● Short exercise:
Reproduce every line of the data below without changing a single character.

● Data in this exercise:
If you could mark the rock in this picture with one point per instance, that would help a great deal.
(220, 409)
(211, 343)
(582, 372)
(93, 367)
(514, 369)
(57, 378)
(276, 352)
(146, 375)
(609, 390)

● Problem solution:
If you could mark the rock in this picture with one point per instance, that would help a great deal.
(220, 409)
(211, 343)
(582, 372)
(93, 367)
(514, 369)
(57, 378)
(276, 352)
(146, 375)
(609, 390)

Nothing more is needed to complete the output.